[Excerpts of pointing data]
================================

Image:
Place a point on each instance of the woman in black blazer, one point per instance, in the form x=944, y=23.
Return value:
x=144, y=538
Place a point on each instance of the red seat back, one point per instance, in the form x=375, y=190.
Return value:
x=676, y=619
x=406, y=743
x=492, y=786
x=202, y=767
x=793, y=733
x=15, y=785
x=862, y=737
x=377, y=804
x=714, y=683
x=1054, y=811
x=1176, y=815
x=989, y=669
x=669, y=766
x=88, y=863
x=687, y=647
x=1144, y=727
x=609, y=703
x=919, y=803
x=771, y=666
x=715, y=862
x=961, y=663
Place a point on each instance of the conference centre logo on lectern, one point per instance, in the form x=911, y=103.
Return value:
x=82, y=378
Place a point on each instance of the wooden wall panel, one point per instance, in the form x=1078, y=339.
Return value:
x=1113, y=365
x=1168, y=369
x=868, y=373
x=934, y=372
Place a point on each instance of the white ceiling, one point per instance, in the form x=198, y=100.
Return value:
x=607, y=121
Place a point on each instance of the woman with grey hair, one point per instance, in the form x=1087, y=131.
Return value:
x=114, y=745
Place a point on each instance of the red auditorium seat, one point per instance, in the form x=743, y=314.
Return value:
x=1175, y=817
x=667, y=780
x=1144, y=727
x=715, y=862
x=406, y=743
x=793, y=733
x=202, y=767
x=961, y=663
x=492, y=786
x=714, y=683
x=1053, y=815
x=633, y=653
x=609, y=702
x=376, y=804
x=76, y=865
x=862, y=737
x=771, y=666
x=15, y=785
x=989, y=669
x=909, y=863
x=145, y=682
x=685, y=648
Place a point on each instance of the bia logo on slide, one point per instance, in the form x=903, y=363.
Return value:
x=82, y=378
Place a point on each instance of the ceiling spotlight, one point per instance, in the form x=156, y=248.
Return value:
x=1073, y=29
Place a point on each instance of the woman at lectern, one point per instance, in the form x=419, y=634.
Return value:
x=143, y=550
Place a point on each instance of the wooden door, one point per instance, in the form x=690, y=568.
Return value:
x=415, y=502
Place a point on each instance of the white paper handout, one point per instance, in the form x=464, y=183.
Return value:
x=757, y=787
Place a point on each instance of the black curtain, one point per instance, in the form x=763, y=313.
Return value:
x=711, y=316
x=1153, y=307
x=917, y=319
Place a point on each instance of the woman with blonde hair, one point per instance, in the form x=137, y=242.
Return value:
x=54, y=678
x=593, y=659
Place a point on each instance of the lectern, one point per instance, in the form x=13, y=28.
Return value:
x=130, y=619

================================

• [Aim] Rewrite every one of the entries above, substituting "occurrence" for each occurrence of "instance" and keeping everything else the same.

• [Result of the exercise]
Image:
Place a point on each occurrence of the woman in black blazer, one point per occurrence, in the form x=944, y=23.
Return value:
x=144, y=538
Place a point on each occurrence of the red seat back, one point per occurrence, in the form x=375, y=190.
Return value:
x=676, y=619
x=406, y=743
x=492, y=786
x=202, y=767
x=793, y=733
x=15, y=785
x=862, y=737
x=377, y=804
x=714, y=683
x=1054, y=811
x=1176, y=815
x=989, y=669
x=669, y=766
x=88, y=863
x=687, y=647
x=1144, y=727
x=609, y=703
x=919, y=803
x=771, y=666
x=715, y=862
x=961, y=663
Place a point on each occurrence of the conference centre logo on lectern, one point per occurrence, in the form x=911, y=103.
Return value:
x=82, y=378
Place a point on each occurrence of the wooden wall panel, one point per occurrence, in the form x=1078, y=339.
Return value:
x=1113, y=365
x=1168, y=369
x=868, y=373
x=934, y=372
Place a point on each occurrence of the white ceiling, one point per occurrence, in the form x=198, y=100.
Return value:
x=607, y=121
Place a point on each occurrence of the woman with grey hair, one point per occurrence, in the form x=1087, y=131.
Return value:
x=114, y=745
Place a point on each occurrence of the red auditorium seat, one point per occurrence, in the form x=743, y=314.
Return value:
x=1175, y=817
x=667, y=780
x=1144, y=727
x=715, y=862
x=406, y=743
x=793, y=733
x=202, y=767
x=961, y=663
x=492, y=786
x=714, y=683
x=1053, y=815
x=633, y=653
x=609, y=702
x=376, y=804
x=76, y=865
x=862, y=737
x=771, y=666
x=15, y=785
x=989, y=669
x=909, y=863
x=145, y=682
x=685, y=648
Place a point on each occurrence of the bia logo on slide, one point per occurrence, in the form x=903, y=363.
Return value:
x=82, y=378
Place a point on each occurrence of the ceiling spotlight, one point per occurrence, in the form x=156, y=248.
Return value:
x=1073, y=29
Place a point on each occurrence of the woman at lectern, one point per occurrence, in the form x=419, y=634.
Return value:
x=143, y=550
Place a point on each occurrence of the wooden door, one point per occurrence, in the form x=690, y=568.
Return value:
x=415, y=502
Place a point on each occurrence of the white paper handout, one point per occurrence, in the form x=464, y=183.
Return value:
x=757, y=787
Place a point on each occurrence of the black curtain, one point per occurrence, in the form x=763, y=313.
Return value:
x=711, y=316
x=1153, y=307
x=917, y=319
Place a point on each occurrence of the woman with blonde hair, one point per occurrence, in the form x=137, y=242.
Return value:
x=54, y=678
x=593, y=659
Place a point on each occurrence of the lectern, one point per occurrence, in the form x=13, y=28.
Return value:
x=130, y=619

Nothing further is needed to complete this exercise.